Tuesday, April 07, 2009

Who Are You?

Who are you?

Are you simply your memory of you,
Or are you other's daily memory of you?
I would agrue that while you are alive, YOUR memory predominates.
You are the you as defined by yourself.
Your unfolding existence--what you do--come from
what
you think you are.
You daily recall who you are.
You think you are (which includes your feelings of you). Based on that,
you do, you become.
You become what you recall, think, feel you should become.
Memory--your memory--drives you.

Then you die,
and your memory dies with you.
Which is to say
you are no longer YOUR 'you'.
Your life is no longer relealed to the world by you, subjectively: by that I mean you are no longer there to remember what you are (that is, from within); and to act accordingly.
You are gone.
You are history.
Your life is now 'from without'.

You have become nothing more (or less) than the cumulative subjective memory of others, which we call the 'objective' you.
(You are the loudest and most useful memory of us, the one that defines the FOREVER you.)
That irony of your life: that other-hood's memory of you replaces your moemory.
You are gone from us (that subjective you); the objective you remains for others to say (from their memory and need)
who you are.

I ask again: Who are you?

Sunday, April 05, 2009

The rewards of achievement are great; the rewards of effort are greater.

Friday, April 03, 2009

Bush-Bashing

I was at a party the other day. The topic turned to Bush-bashing. I found it passe, and even more, boorrrring!!

■ **Exercise aim**
Repeat word for word the portion of the blog text that starts at "Which is to" and runs through "again: Who are you?".

■ **Segmentation mask records**
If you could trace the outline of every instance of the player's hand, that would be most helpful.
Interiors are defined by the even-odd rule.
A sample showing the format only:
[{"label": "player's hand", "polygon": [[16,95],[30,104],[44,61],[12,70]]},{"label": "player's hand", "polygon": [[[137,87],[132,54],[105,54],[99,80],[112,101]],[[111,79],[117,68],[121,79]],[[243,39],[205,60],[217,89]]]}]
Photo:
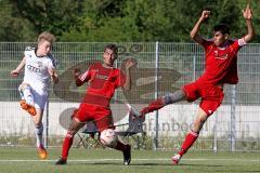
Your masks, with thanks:
[{"label": "player's hand", "polygon": [[73,75],[74,75],[75,78],[80,76],[80,74],[81,74],[81,70],[79,68],[75,68],[74,71],[73,71]]},{"label": "player's hand", "polygon": [[20,75],[20,71],[18,71],[18,70],[12,70],[12,71],[10,72],[10,75],[11,75],[12,77],[17,77],[17,76]]},{"label": "player's hand", "polygon": [[249,3],[247,4],[247,8],[245,10],[242,11],[243,12],[243,16],[245,19],[251,19],[252,18],[252,11],[250,9]]},{"label": "player's hand", "polygon": [[203,11],[203,14],[202,14],[202,16],[200,16],[200,19],[206,19],[206,18],[208,18],[209,17],[209,14],[210,14],[210,11],[208,11],[208,10],[204,10]]},{"label": "player's hand", "polygon": [[132,66],[134,66],[135,64],[138,64],[138,62],[134,58],[129,58],[126,63],[126,68],[129,69]]}]

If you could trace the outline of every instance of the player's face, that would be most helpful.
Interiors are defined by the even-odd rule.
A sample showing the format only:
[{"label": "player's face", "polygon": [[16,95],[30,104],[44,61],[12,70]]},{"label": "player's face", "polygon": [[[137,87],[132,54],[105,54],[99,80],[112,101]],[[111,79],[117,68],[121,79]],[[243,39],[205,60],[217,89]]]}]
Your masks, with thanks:
[{"label": "player's face", "polygon": [[105,52],[103,53],[103,59],[107,66],[113,66],[113,64],[116,59],[116,55],[115,55],[114,51],[106,49]]},{"label": "player's face", "polygon": [[221,46],[226,41],[226,37],[220,31],[213,32],[213,42],[217,46]]},{"label": "player's face", "polygon": [[41,40],[38,43],[37,55],[38,56],[46,56],[48,53],[51,52],[51,42],[47,40]]}]

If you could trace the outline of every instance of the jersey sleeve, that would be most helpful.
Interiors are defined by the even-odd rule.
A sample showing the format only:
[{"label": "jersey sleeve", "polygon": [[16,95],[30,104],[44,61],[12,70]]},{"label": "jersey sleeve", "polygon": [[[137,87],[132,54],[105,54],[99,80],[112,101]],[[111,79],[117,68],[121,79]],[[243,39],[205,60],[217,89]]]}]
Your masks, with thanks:
[{"label": "jersey sleeve", "polygon": [[78,79],[81,82],[87,82],[87,81],[89,81],[91,79],[92,74],[93,74],[92,72],[92,67],[89,67],[88,70],[86,70],[82,75],[80,75]]},{"label": "jersey sleeve", "polygon": [[123,86],[125,83],[126,83],[126,75],[121,71],[121,70],[118,70],[118,78],[116,80],[116,85],[117,86]]},{"label": "jersey sleeve", "polygon": [[26,48],[25,48],[25,51],[24,51],[24,56],[25,56],[26,58],[30,57],[31,54],[32,54],[32,51],[35,51],[35,48],[32,48],[32,46],[26,46]]},{"label": "jersey sleeve", "polygon": [[48,54],[48,56],[49,56],[50,59],[51,59],[51,63],[52,63],[53,68],[56,69],[56,66],[57,66],[56,58],[55,58],[52,54],[50,54],[50,53]]},{"label": "jersey sleeve", "polygon": [[204,49],[206,50],[206,52],[209,50],[210,45],[212,44],[212,40],[207,40],[207,39],[204,39],[202,45],[204,46]]}]

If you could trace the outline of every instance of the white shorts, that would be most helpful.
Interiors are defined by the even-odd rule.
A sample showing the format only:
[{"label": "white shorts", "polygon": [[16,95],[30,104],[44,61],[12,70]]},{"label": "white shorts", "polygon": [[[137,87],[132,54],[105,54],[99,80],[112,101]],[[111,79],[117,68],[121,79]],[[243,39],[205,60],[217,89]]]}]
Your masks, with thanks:
[{"label": "white shorts", "polygon": [[31,94],[32,94],[34,99],[35,99],[35,108],[44,110],[46,103],[47,103],[47,99],[48,99],[48,93],[47,92],[46,93],[39,93],[31,88]]}]

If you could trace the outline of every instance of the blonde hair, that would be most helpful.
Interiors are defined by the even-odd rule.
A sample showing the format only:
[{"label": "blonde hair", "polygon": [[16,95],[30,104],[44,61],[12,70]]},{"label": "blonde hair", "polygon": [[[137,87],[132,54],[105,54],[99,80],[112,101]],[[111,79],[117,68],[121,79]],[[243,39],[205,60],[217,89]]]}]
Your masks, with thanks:
[{"label": "blonde hair", "polygon": [[41,42],[42,40],[47,40],[51,42],[51,44],[53,44],[53,42],[55,41],[55,37],[51,32],[43,31],[38,36],[38,43]]}]

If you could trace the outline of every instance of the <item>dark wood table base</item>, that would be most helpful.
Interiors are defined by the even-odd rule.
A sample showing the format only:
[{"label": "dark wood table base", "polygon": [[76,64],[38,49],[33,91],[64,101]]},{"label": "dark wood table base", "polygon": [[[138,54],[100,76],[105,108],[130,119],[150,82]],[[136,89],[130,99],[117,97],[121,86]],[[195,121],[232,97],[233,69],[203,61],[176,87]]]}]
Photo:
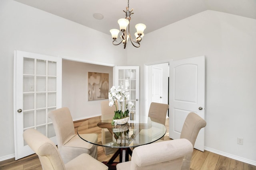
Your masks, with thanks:
[{"label": "dark wood table base", "polygon": [[[130,148],[119,148],[111,157],[108,162],[102,162],[102,163],[108,166],[109,170],[116,170],[116,164],[120,162],[129,161],[129,155],[131,156],[132,154],[132,151]],[[118,155],[119,155],[119,162],[114,162],[114,160]],[[123,159],[123,156],[125,156],[124,160]]]}]

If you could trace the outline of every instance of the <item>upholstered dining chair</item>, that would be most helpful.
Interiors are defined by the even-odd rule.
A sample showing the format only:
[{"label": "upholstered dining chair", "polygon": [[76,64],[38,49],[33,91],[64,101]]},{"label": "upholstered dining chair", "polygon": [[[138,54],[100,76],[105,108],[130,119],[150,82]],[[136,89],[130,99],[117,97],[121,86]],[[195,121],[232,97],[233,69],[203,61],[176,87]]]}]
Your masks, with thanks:
[{"label": "upholstered dining chair", "polygon": [[153,121],[165,125],[168,108],[169,105],[167,104],[152,102],[149,107],[148,116]]},{"label": "upholstered dining chair", "polygon": [[[165,125],[166,113],[169,108],[169,105],[159,103],[152,102],[148,111],[148,117],[151,120]],[[162,141],[163,137],[156,142]]]},{"label": "upholstered dining chair", "polygon": [[[62,107],[50,111],[48,116],[52,121],[56,134],[58,147],[64,163],[83,153],[97,158],[97,145],[83,141],[75,133],[73,119],[68,107]],[[81,134],[87,136],[92,142],[96,142],[96,133]]]},{"label": "upholstered dining chair", "polygon": [[[108,105],[109,103],[109,100],[104,100],[101,102],[101,115],[112,114],[114,117],[115,114],[114,111],[116,110],[116,107],[114,106],[110,107]],[[104,122],[104,119],[103,117],[102,117],[102,122]],[[108,129],[106,128],[102,129],[101,140],[102,143],[110,143],[113,141],[112,135]],[[115,153],[118,149],[108,147],[103,147],[103,149],[105,154],[107,155]]]},{"label": "upholstered dining chair", "polygon": [[23,133],[24,140],[38,155],[44,170],[108,170],[108,167],[89,154],[82,154],[64,164],[55,144],[34,129]]},{"label": "upholstered dining chair", "polygon": [[133,150],[131,160],[118,164],[116,170],[180,170],[186,155],[192,152],[192,144],[184,139],[140,146]]},{"label": "upholstered dining chair", "polygon": [[[194,147],[199,131],[206,125],[206,121],[202,117],[195,113],[190,112],[185,119],[180,138],[188,139]],[[192,155],[186,155],[184,159],[188,161],[182,164],[182,169],[189,169],[192,156]]]}]

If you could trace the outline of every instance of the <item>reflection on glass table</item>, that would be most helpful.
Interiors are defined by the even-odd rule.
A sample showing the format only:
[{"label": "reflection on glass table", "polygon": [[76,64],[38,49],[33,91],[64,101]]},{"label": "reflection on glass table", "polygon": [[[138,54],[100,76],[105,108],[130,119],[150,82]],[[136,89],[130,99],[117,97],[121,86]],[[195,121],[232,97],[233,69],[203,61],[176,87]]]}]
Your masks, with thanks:
[{"label": "reflection on glass table", "polygon": [[[90,118],[83,122],[77,129],[78,135],[86,142],[103,147],[118,149],[108,162],[104,162],[110,168],[118,163],[114,162],[118,155],[120,162],[128,161],[129,155],[131,156],[132,152],[131,148],[154,142],[161,139],[166,132],[164,125],[154,121],[150,117],[148,117],[147,122],[129,121],[124,125],[112,125],[113,115]],[[86,135],[81,135],[84,133],[97,133],[97,143]]]}]

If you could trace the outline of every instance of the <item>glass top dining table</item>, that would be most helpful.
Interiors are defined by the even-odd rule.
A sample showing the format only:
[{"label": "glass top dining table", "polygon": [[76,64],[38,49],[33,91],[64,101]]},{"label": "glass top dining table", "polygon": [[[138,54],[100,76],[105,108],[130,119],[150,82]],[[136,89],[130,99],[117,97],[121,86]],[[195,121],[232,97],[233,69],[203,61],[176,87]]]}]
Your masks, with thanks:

■ **Response to this task**
Which is to say
you are no longer YOUR 'you'.
Your life is no longer relealed to the world by you, subjectively: by that I mean you are no longer there to remember what you are (that is, from within); and to act accordingly.
You are gone.
You are history.
Your life is now 'from without'.

You have become nothing more (or less) than the cumulative subjective memory of others, which we call the 'objective' you.
(You are the loudest and most useful memory of us, the one that defines the FOREVER you.)
That irony of your life: that other-hood's memory of you replaces your moemory.
You are gone from us (that subjective you); the objective you remains for others to say (from their memory and need)
who you are.

I ask again: Who are you?